Start Selection
Anyway, copy the "say 'a = 3...." statement into a file somewhere and run 'perl6 test.pl6', assuming your file is called 'test.pl6'.  It should print out precisely what it matched, which is the string itself:

jgoff@Demeisen:~$ perl6 test.pl6

「var a = 3; console.log( "Hey, did you know a = " + a + "?" );」
This result lets us know that the match succeeded, and tells us that it matched the entire expression. So, go ahead and checkpoint this in your git (or whatever, I'll assume git from here on out) repository and let's dive in to refactor things just a bit.

Use Cases

If we were at this point to go ahead and write the compiler code, it'd end up being pretty boring. It would be able to compile that exact string to Perl 6 and generate 'my $a = 3; say "Hey, did you know a = " ~ $a ~ "?";', but it couldn't do anything else. See for yourself by changing the "say '...'" part of the expression to test your own variations.

JavaScript commonly gets "minified" before being sent to the browser, with no unnecessary whitespace in the string. So, go ahead and remove the whitespace from the "say '...'" part of your expression, and rerun the test. I'll wait here.

Did it match? I thought not. Do a 'git reset --hard' to get back to the last known-working point, and let's continue. While regular expressions are terribly powerful, they can also be very finicky, as we're about to learn. Let's focus for a few moments on just one of the statements in our compiler, the "a = 3;" statement.

Programmers will come up with lots of creative ways to express this simple statement, from the terse 'a=3;' to tabbing out the '= 3' portion to line up with something else, to the extreme of even putting the semicolon on the next line so that they don't have to add it all the time when copying text around. (Yes, I've seen that style in the wild.)

Remembering the rule that alphanumerics don't need to be escaped, we can combine what we've just learned and match all possible variants like so -
say 'a=3;' ~~ / \s* a \s* '=' \s* 3 \s* ';' \s*/
Which matches any whitespace variant you can dream up, anything from "a=3;" to "\n    a     = 3;" and beyond. There are two lessons to be learned here. The first is that by breaking up our string wherever a programmer might want to insert whitespace, we've taken our first step towards "tokenizing" the expression. We'll go into more depth about that later.

The second is that while it's more flexible, the expression now has these \s* scattered throughout it, making it a little harder to read. Also, inserting "\s*" between every word seems like something a computer should be able to do. And in fact, it can. And there's already a shorthand in Perl 6 for this.
say 'a=3;' ~~ rule { a '=' 3 ';' }
No more \s* interrupting us between every place we might want to put whitespace. Let's get back to our original expression and apply what we've learned here.
say 'var a = 3; console.log( "Hey, did you know a = " + a + "?" );' ~~
rule { var a '=' 3 ';'
          console '.' log '(' '"Hey, did you know a = "' '+' a '+' '"?"' ')' ';' }

Structure and Form

You might notice that "Hey, did you know a = " and "?" didn't receive the same quoting treatment as the other parts of the rule. While there are some deep reasons here, the main one is practicality. Eventually this compiler we're writing should be able to accept "!" instead of "?", "Hello world!" instead of "Hey...", and we want to make sure all of these input strings are acceptable.
End Selection
(Complete the following)
**A)** In the Perl 6 tutorial, what commonly happens to JavaScript before it is sent to the browser?
**B)** Please translate this sentence from the Perl 6 tutorial into Spanish: "While regular expressions are terribly powerful, they can also be very finicky, as we're about to learn."
Answer using only the Perl 6 tutorial.
Start Material provided
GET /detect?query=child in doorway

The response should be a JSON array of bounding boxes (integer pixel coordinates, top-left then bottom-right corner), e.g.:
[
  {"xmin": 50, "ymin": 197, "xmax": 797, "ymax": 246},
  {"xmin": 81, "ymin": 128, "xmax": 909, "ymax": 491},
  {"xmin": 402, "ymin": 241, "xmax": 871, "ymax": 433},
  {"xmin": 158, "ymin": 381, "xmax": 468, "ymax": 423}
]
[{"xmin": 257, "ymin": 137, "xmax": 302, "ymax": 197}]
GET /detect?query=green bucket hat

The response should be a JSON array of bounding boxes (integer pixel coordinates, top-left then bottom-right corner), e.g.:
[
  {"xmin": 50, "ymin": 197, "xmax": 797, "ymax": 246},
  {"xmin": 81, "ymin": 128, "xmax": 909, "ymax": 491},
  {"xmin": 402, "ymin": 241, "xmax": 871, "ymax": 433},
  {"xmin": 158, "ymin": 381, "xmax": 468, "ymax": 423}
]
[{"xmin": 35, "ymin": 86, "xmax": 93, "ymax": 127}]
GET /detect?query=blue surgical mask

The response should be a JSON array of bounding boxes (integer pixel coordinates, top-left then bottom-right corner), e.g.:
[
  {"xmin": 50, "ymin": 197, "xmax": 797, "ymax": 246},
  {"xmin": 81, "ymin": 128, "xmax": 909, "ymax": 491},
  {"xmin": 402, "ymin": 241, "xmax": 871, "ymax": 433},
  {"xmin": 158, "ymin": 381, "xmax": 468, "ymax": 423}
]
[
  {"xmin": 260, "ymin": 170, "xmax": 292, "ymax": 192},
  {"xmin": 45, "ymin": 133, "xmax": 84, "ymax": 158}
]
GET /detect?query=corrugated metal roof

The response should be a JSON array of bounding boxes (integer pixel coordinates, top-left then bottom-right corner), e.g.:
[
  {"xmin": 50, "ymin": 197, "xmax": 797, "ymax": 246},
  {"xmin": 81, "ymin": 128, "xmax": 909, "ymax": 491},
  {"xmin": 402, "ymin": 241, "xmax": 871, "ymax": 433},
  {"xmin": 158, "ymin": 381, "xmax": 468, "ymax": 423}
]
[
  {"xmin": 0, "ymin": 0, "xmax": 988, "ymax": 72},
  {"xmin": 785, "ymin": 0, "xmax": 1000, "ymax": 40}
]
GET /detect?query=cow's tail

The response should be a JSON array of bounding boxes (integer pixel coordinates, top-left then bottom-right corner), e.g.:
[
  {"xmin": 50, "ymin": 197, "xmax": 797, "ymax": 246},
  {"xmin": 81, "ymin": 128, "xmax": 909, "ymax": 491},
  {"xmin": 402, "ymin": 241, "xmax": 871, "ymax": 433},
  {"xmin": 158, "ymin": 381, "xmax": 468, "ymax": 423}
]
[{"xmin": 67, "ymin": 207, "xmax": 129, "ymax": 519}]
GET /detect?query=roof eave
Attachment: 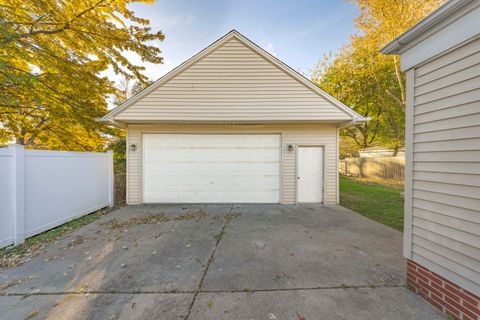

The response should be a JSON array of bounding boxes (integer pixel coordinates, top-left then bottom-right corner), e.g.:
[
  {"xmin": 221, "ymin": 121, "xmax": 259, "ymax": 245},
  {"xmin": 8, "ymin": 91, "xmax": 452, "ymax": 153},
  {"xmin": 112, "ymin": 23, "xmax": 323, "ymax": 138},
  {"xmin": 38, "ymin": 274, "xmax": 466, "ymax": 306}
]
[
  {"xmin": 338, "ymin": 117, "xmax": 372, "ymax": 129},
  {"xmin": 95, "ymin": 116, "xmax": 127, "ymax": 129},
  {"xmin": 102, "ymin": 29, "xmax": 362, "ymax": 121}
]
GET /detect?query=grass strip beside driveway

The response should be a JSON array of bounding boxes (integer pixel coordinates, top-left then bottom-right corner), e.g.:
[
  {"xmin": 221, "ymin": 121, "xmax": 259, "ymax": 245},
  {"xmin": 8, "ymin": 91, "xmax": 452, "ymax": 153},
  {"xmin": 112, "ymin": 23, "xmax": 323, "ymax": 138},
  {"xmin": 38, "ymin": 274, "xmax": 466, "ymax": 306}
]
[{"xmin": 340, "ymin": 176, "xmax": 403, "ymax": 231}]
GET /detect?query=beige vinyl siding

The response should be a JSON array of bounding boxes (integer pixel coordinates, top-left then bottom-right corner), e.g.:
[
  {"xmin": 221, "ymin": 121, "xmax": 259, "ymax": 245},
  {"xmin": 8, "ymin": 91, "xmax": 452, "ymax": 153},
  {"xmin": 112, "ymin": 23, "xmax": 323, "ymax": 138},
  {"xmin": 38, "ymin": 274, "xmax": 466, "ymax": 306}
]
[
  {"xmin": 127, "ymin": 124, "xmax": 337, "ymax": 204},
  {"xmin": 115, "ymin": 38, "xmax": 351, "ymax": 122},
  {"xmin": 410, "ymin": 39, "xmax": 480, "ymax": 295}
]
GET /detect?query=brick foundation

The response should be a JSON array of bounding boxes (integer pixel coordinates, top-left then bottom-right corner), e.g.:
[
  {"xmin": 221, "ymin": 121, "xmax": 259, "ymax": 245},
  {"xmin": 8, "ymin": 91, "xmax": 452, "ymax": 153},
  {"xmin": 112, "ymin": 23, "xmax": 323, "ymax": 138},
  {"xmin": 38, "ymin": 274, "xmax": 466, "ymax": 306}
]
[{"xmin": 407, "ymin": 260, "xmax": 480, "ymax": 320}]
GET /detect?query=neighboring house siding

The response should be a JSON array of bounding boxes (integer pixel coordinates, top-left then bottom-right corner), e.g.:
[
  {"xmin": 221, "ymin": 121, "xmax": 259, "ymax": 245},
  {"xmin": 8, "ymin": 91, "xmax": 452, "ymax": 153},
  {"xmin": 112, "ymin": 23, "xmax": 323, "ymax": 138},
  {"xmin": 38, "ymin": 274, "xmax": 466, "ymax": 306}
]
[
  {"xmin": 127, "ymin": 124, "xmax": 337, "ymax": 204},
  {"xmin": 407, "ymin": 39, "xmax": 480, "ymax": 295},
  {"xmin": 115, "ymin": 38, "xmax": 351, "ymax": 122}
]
End Material provided
(Solutions by task)
**A)** It gets "minified," with no unnecessary whitespace in the string.

**B)** Aunque las expresiones regulares son tremendamente potentes, también pueden ser muy quisquillosas, como estamos a punto de aprender.